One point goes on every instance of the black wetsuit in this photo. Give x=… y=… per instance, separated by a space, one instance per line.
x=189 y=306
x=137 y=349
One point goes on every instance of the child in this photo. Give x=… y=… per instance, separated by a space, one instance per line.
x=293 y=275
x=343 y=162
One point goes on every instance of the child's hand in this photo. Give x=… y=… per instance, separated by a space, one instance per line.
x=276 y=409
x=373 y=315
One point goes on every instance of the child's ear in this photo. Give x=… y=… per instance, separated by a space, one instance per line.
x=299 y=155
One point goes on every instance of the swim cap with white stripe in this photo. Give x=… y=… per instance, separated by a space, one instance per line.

* * *

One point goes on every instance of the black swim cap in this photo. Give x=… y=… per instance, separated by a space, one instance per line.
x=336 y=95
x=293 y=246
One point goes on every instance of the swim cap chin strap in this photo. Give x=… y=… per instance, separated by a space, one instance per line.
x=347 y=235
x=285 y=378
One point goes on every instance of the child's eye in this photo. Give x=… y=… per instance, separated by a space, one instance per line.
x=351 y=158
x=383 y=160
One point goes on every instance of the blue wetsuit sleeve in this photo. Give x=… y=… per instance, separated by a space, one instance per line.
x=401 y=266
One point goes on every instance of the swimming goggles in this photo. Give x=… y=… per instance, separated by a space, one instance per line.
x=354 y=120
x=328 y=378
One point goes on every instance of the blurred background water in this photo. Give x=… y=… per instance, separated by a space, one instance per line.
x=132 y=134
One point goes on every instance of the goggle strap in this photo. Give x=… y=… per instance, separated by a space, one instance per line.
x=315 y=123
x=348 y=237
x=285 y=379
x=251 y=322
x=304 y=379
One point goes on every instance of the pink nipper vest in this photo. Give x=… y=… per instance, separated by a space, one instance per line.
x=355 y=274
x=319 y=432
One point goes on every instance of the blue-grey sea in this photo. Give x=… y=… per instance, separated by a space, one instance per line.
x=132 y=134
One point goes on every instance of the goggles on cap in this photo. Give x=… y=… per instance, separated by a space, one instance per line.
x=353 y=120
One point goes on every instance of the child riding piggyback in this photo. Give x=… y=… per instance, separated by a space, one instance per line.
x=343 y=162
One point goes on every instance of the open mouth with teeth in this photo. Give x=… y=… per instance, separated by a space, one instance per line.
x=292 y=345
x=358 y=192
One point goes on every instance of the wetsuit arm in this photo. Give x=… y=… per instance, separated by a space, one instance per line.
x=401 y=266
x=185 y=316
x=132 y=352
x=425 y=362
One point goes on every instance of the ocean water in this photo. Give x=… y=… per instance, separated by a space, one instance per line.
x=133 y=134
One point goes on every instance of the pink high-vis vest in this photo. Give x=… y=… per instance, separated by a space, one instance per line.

---

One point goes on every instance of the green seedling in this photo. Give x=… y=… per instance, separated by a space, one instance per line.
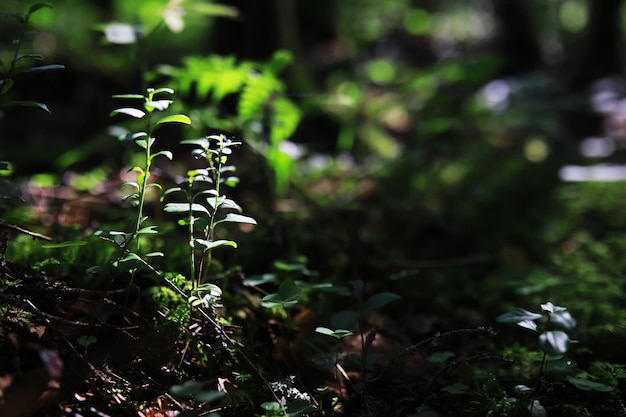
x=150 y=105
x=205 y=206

* **Task details**:
Write out again everything from the line containing "One point goes on every instance of the green" down to the line containing "x=205 y=206", both included, leaving the pictures out.

* **Response below**:
One point goes on every instance of the green seedling in this photo. Give x=… y=… per instance, separated by a space, one instance per line.
x=150 y=105
x=205 y=206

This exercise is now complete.